In the Daniel Albright biography, who published his book Quantum Poetics, and in what year?

> Text segment:
+ + + +

- Born: October 29, 1945 Chicago, Illinois, US
- Died: January 3, 2015 (aged 69) Cambridge, Massachusetts, US
- Occupations: Literary critic, musicologist, poet, professor

Academic background
- Education: Rice University (B.A.) Yale University (PhD)
- Influences: Richard Ellmann (early career)

= Daniel Albright =

American literary critic and academic

Daniel Albright (October 29, 1945 – January 3, 2015) was the Ernest Bernbaum Professor of Literature at Harvard and the editor of Modernism and Music: An Anthology of Sources. He was born and grew up in Chicago, Illinois and completed his undergraduate studies on a full scholarship at Rice in 1967. He received his MPhil in 1969 and PhD in 1970, both from Yale. Albright is also the author of the book Quantum Poetics which was published by Cambridge University Press in 1997. He held an NEH fellowship from 1973 to 1974, was a Guggenheim Fellow from 1976 to 1977, and more recently, he was a 2012 Berlin Prize Fellow at the American Academy in Berlin.

+ + + +

> Recorded information:
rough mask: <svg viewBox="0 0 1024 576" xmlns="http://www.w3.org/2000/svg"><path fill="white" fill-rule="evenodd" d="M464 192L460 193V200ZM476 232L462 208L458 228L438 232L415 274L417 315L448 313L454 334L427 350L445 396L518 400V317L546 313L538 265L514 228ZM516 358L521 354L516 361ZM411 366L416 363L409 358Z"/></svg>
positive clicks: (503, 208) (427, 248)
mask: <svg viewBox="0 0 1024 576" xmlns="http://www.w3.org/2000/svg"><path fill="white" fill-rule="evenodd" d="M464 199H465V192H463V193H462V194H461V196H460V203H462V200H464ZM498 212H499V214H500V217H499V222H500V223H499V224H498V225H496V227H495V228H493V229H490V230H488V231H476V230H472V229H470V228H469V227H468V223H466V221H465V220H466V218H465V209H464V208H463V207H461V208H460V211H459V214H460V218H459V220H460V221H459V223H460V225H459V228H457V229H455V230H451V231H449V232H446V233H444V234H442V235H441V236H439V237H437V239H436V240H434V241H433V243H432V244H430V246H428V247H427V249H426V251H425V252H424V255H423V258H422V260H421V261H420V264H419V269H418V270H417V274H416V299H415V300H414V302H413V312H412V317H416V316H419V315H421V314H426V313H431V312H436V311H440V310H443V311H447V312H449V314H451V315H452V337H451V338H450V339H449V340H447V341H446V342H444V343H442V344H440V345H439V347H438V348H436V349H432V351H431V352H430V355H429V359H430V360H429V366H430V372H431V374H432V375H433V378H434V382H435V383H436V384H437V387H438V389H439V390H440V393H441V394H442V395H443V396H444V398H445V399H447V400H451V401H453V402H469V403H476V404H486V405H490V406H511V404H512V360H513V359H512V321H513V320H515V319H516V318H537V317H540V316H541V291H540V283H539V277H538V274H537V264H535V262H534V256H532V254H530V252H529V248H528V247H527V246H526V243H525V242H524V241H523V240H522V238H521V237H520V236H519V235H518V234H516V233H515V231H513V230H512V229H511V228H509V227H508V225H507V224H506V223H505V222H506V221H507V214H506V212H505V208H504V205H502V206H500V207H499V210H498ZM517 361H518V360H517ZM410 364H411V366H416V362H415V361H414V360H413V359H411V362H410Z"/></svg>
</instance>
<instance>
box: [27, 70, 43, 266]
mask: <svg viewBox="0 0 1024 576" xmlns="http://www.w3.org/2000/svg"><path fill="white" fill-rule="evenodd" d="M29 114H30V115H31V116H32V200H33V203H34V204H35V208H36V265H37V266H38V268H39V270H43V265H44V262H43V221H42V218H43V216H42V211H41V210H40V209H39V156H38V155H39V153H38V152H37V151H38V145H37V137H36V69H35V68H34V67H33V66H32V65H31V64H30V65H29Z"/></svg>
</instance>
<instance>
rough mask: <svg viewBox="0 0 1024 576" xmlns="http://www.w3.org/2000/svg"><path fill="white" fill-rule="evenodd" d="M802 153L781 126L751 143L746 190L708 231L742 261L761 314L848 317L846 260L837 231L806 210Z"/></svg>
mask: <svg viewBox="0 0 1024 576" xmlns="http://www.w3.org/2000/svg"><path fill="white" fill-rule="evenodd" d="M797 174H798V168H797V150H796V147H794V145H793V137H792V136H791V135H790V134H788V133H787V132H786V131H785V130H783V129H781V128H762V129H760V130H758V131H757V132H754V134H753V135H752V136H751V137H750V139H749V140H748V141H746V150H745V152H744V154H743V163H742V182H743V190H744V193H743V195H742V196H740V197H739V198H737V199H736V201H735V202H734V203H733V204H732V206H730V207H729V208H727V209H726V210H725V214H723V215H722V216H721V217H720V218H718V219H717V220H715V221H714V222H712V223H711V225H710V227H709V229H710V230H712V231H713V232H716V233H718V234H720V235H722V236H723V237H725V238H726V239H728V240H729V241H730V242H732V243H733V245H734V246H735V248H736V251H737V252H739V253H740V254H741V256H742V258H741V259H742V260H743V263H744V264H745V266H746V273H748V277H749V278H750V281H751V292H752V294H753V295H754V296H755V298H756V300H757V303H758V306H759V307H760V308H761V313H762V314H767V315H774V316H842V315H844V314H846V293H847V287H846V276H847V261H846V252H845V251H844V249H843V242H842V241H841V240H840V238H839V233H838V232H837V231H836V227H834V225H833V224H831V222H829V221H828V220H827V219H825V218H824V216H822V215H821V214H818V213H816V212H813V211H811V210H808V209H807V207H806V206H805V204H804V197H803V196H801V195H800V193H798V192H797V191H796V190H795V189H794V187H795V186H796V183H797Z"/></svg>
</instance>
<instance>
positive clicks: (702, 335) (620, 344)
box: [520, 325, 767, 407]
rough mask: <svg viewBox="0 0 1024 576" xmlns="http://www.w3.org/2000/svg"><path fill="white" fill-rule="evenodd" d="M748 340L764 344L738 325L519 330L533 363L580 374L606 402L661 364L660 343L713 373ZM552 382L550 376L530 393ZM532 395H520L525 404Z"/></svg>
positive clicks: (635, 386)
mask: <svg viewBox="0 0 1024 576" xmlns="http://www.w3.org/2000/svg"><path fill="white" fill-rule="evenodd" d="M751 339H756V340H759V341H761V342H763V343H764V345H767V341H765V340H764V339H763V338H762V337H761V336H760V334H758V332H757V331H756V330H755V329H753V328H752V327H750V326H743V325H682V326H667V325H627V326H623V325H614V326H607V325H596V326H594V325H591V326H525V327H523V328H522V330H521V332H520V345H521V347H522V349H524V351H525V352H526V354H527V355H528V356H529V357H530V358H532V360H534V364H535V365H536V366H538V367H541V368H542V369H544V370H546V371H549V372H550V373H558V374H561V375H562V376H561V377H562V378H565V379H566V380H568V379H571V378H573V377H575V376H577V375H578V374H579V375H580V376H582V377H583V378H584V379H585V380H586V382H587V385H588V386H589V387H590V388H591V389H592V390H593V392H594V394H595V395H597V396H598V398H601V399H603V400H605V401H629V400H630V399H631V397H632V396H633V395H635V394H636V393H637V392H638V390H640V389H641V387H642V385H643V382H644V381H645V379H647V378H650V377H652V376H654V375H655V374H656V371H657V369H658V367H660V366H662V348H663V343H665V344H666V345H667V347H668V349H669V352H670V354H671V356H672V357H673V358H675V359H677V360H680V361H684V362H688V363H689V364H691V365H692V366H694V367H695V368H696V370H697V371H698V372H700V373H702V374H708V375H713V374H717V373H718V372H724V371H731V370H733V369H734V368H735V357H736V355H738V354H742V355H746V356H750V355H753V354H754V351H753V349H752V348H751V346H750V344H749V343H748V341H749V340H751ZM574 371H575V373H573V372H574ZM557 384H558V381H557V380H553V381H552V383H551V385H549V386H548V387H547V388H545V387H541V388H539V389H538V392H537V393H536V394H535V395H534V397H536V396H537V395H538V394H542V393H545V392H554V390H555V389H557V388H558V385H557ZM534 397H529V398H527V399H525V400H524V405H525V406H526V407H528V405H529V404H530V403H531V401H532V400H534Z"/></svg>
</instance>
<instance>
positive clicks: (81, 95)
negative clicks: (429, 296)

+ + + +

> Exercise result: Cambridge University Press, in 1997.